▸ DIRECTIVE
Count the lines in the items below that contain the string "water", with case counting, and give only that number.

(Pointing records for named objects)
☆ ☆ ☆ ☆ ☆ ☆ ☆
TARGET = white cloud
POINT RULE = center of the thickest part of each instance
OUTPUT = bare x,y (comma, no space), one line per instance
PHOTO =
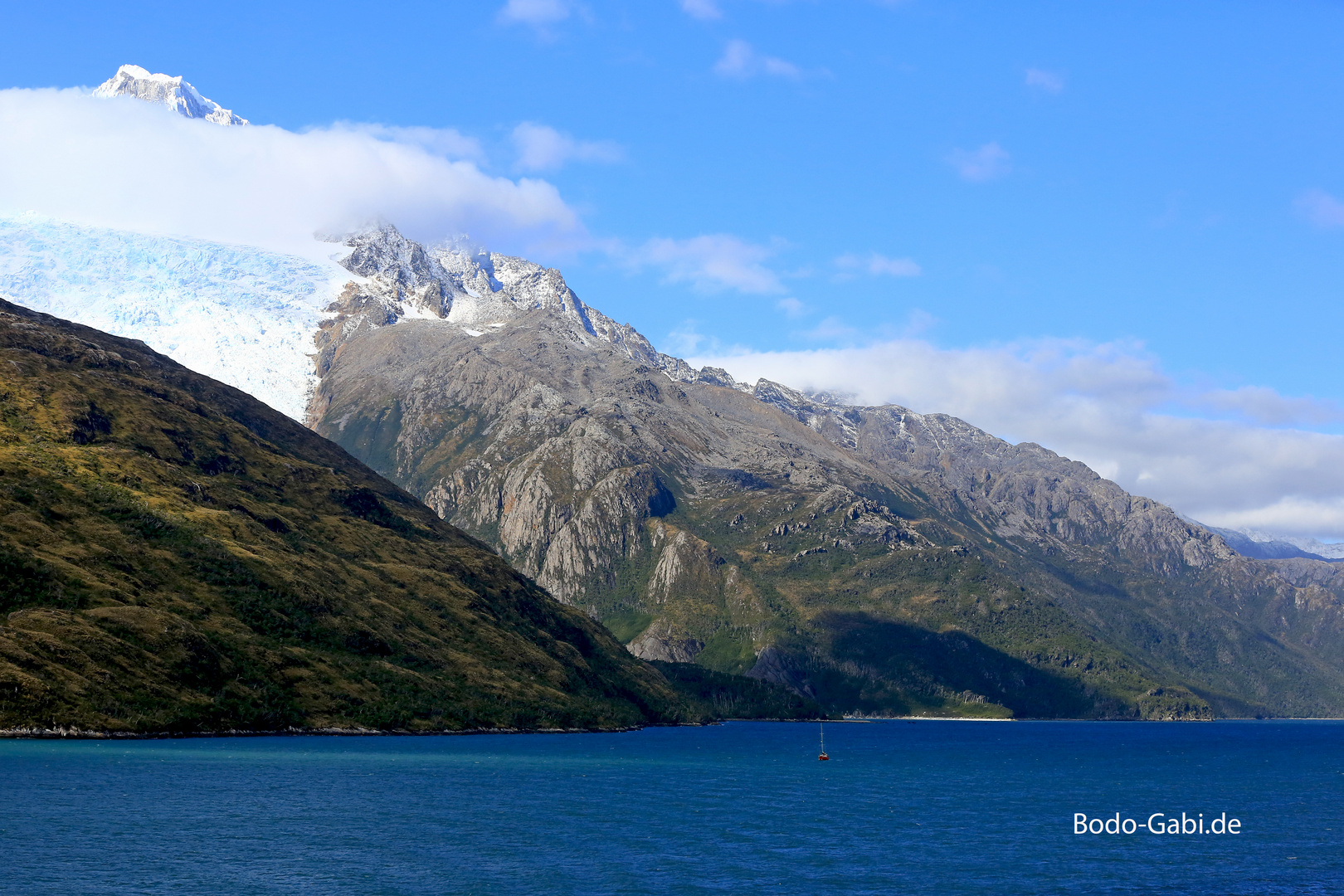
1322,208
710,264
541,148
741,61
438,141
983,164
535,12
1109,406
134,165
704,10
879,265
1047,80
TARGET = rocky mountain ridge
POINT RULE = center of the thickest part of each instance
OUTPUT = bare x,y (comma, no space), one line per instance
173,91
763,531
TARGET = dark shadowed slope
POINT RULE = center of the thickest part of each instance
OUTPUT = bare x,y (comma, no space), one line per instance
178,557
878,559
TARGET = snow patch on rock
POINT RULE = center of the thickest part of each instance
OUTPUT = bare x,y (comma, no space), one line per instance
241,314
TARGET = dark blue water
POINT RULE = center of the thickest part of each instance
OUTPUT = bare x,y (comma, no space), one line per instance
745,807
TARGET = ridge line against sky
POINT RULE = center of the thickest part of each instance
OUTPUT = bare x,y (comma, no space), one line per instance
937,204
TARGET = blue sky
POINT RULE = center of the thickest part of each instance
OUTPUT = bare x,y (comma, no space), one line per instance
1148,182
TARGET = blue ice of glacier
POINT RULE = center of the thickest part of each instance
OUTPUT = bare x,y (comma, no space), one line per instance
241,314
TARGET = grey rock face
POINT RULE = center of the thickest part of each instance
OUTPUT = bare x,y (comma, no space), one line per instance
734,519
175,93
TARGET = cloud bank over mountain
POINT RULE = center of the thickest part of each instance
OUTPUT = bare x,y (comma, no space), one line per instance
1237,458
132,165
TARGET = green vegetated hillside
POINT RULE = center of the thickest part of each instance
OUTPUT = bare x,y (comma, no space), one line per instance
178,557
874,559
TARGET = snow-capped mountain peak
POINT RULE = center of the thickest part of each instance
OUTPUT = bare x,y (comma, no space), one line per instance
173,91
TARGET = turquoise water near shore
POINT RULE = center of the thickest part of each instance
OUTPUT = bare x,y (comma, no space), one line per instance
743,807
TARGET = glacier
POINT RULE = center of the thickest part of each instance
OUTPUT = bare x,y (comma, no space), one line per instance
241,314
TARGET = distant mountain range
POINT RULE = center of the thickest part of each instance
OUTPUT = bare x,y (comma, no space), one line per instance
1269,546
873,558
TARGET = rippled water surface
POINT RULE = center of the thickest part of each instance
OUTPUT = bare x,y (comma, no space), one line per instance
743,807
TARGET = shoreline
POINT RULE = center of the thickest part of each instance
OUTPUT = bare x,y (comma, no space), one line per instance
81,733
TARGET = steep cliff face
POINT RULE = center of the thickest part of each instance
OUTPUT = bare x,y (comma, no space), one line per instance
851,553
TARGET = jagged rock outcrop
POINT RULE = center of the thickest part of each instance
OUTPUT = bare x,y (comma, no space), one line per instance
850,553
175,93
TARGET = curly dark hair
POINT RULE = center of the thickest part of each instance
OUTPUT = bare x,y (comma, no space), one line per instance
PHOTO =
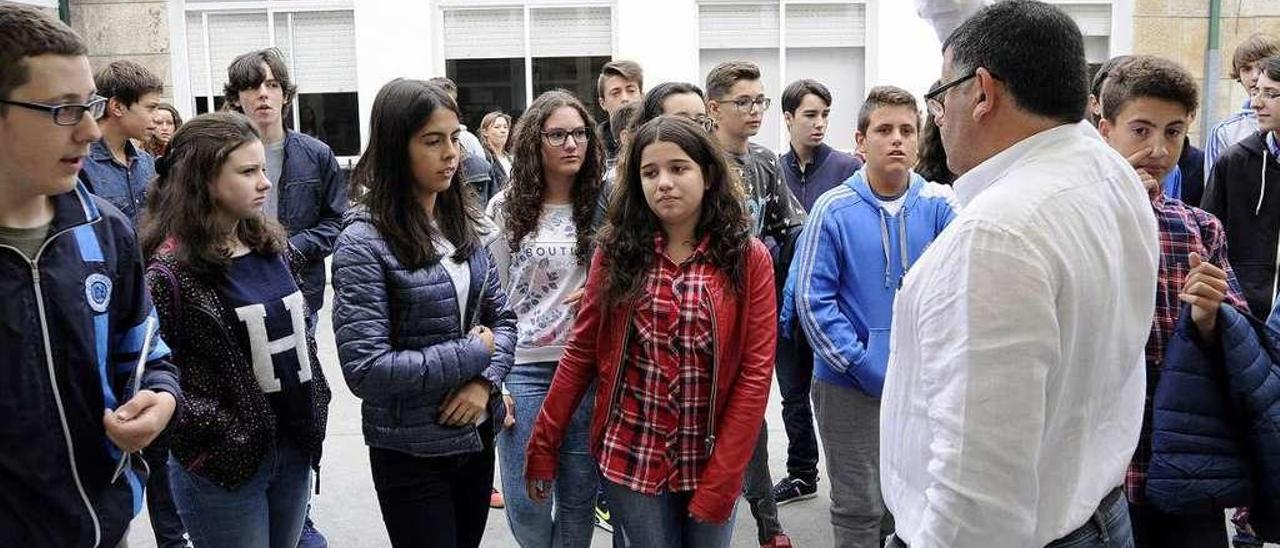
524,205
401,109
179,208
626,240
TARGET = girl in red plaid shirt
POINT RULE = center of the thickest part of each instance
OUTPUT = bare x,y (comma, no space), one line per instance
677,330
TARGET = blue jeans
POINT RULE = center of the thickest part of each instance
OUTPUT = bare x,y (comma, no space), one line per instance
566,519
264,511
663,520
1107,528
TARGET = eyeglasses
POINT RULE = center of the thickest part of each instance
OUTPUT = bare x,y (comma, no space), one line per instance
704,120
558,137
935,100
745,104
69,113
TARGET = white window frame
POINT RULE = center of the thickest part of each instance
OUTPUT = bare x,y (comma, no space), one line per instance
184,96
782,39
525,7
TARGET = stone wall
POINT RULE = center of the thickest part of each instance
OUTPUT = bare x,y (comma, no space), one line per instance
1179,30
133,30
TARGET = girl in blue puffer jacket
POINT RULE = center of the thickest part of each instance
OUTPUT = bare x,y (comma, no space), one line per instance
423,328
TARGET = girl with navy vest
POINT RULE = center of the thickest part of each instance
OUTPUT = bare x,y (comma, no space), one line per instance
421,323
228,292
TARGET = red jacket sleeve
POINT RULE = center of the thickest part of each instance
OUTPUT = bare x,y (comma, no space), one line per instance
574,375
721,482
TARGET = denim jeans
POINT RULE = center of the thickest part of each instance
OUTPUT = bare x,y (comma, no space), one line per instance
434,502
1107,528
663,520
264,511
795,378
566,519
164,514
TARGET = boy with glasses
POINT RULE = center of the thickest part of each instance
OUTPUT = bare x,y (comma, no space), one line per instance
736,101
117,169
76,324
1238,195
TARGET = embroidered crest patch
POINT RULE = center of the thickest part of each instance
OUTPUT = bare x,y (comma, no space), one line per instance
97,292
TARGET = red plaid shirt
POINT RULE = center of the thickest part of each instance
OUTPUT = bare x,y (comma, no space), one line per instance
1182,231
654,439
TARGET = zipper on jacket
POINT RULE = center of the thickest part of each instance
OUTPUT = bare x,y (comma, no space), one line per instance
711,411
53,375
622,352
☆ ☆ ☆ ☆ ☆ ☆ ☆
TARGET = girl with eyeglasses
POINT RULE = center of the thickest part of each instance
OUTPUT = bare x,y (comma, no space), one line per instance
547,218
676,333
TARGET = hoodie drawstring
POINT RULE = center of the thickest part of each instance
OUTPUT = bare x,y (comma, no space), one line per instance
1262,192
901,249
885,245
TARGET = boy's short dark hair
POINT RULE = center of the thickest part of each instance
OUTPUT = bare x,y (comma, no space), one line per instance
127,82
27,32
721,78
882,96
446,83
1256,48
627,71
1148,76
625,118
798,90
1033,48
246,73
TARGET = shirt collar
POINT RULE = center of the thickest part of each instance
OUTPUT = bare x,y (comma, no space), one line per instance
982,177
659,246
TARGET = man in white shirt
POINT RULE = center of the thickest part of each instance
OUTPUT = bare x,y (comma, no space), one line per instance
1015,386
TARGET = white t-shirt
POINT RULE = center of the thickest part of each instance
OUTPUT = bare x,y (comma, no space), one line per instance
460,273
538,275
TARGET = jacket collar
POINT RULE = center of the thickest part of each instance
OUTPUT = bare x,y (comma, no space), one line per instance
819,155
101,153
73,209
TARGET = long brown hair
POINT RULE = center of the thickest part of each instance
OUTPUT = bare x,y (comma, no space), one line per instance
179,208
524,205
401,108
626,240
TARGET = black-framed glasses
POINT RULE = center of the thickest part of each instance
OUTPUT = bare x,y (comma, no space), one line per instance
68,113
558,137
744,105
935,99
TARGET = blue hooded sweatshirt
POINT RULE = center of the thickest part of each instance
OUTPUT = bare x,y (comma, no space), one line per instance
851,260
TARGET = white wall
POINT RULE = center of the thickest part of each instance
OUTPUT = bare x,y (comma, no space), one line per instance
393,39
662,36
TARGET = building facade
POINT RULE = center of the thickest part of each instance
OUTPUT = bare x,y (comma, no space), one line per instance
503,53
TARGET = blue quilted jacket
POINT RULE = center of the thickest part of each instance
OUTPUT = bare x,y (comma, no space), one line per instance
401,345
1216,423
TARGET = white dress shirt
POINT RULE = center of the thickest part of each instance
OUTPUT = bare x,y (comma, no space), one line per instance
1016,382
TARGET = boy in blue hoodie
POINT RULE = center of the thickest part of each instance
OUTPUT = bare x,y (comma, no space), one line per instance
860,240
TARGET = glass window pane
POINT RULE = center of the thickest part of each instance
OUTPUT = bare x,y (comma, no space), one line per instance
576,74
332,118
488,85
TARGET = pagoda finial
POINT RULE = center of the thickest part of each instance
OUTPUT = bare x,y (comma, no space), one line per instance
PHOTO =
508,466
☆ ☆ ☆ ☆ ☆ ☆ ☆
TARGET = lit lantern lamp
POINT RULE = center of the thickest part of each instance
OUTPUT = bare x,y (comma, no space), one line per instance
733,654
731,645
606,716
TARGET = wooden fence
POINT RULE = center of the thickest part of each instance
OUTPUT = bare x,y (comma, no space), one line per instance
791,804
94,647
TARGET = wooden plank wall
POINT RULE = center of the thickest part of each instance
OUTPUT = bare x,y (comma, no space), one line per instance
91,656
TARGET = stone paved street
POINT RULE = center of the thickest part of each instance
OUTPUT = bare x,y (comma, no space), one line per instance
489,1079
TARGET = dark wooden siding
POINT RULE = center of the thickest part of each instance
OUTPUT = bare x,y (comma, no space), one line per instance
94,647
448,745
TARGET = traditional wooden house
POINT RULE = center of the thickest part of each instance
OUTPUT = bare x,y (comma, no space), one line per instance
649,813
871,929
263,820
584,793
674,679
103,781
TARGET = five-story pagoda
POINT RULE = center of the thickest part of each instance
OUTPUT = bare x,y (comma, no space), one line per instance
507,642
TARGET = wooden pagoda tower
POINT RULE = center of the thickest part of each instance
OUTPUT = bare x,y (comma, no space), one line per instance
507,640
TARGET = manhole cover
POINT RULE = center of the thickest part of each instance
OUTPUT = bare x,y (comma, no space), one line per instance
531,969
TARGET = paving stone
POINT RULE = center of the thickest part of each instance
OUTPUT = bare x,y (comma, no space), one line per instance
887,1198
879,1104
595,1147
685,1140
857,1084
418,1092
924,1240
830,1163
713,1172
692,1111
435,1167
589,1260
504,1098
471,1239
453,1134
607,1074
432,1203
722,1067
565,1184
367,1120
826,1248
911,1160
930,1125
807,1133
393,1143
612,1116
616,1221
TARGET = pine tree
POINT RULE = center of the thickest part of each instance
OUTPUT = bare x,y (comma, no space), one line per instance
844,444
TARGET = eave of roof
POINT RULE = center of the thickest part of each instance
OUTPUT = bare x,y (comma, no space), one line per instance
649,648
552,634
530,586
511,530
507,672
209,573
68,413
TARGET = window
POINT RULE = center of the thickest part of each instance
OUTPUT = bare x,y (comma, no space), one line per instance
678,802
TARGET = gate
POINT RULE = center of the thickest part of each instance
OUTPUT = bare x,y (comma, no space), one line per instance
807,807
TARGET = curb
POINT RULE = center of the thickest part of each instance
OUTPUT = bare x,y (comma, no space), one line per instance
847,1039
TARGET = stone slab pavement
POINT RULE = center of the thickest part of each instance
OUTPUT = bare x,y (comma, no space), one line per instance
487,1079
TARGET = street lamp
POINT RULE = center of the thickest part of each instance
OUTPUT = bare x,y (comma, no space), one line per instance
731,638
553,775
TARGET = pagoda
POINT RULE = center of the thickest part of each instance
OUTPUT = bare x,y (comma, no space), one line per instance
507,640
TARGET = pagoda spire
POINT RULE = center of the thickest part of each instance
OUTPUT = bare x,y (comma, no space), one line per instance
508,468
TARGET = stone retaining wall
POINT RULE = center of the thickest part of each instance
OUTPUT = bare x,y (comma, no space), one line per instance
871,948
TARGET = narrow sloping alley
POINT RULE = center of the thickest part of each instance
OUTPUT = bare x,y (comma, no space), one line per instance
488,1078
☆ ☆ ☆ ☆ ☆ ☆ ☆
▸ EXERCISE RESPONSE
3